## [TO DO]
Return every line in the entries below that contains the word "thumb". Case matters, so only lines with that exact capitalization count.

## [TASK DATA]
>> start

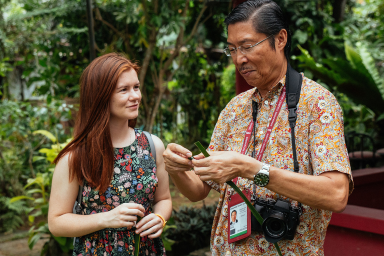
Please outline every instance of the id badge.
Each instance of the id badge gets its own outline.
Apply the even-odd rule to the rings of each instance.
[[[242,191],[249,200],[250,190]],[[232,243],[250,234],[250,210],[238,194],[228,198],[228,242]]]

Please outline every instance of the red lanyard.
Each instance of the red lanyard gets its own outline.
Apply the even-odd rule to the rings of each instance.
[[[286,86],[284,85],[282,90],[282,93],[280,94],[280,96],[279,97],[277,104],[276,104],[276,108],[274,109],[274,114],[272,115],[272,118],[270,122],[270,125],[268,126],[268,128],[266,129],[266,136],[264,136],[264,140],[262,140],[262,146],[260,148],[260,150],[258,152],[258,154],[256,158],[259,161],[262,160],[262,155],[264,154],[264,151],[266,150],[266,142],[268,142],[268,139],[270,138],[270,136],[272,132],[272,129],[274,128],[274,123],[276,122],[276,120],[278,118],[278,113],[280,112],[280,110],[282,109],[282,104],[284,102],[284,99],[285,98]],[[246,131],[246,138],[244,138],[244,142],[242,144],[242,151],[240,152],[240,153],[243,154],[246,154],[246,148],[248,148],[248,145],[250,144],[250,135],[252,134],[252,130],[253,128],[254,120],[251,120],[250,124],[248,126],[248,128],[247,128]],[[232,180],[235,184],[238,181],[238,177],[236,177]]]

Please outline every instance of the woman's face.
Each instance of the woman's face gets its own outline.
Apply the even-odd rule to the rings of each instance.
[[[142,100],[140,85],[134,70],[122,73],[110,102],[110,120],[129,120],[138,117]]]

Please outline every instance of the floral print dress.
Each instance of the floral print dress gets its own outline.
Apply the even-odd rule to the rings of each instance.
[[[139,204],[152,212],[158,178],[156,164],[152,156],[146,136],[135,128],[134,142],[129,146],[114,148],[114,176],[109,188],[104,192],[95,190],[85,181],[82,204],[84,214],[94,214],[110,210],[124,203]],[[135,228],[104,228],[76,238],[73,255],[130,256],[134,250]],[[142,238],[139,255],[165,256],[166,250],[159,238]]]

>> end
>> start

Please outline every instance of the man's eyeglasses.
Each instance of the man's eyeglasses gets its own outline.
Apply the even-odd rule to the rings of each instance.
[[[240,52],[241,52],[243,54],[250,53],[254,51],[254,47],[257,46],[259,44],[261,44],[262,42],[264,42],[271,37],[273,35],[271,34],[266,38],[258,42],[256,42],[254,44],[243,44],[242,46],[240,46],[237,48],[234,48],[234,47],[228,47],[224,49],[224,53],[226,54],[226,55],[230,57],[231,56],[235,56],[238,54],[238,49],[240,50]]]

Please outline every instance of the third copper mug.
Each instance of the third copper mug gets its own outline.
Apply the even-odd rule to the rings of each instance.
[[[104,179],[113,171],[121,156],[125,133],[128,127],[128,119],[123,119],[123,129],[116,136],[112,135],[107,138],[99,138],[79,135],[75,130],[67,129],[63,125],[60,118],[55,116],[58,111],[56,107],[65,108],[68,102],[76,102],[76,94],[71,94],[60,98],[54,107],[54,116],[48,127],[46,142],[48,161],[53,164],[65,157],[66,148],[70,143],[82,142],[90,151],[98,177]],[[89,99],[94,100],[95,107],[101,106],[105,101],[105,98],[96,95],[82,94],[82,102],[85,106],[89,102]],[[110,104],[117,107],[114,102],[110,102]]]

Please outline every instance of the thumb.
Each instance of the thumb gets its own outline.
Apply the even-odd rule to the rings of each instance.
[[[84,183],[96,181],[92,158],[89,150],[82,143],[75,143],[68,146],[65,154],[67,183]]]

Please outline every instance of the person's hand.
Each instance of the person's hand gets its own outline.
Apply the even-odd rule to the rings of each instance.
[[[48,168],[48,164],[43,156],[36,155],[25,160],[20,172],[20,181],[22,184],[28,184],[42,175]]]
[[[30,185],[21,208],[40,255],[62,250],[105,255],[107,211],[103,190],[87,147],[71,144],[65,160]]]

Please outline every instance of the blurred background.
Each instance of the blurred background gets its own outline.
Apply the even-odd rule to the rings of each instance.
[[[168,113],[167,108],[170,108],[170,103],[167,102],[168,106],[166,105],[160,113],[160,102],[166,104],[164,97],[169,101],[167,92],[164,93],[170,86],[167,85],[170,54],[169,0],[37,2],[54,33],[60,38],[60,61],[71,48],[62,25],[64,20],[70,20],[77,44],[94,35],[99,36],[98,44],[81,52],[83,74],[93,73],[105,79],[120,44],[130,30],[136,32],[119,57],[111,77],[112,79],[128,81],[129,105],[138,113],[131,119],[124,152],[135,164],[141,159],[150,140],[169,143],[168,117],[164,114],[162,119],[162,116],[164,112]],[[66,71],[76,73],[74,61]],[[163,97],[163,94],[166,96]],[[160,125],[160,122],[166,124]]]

>> end

## [RESULT]
Please outline every instance of the thumb.
Each instance of the thumb gets its own outline.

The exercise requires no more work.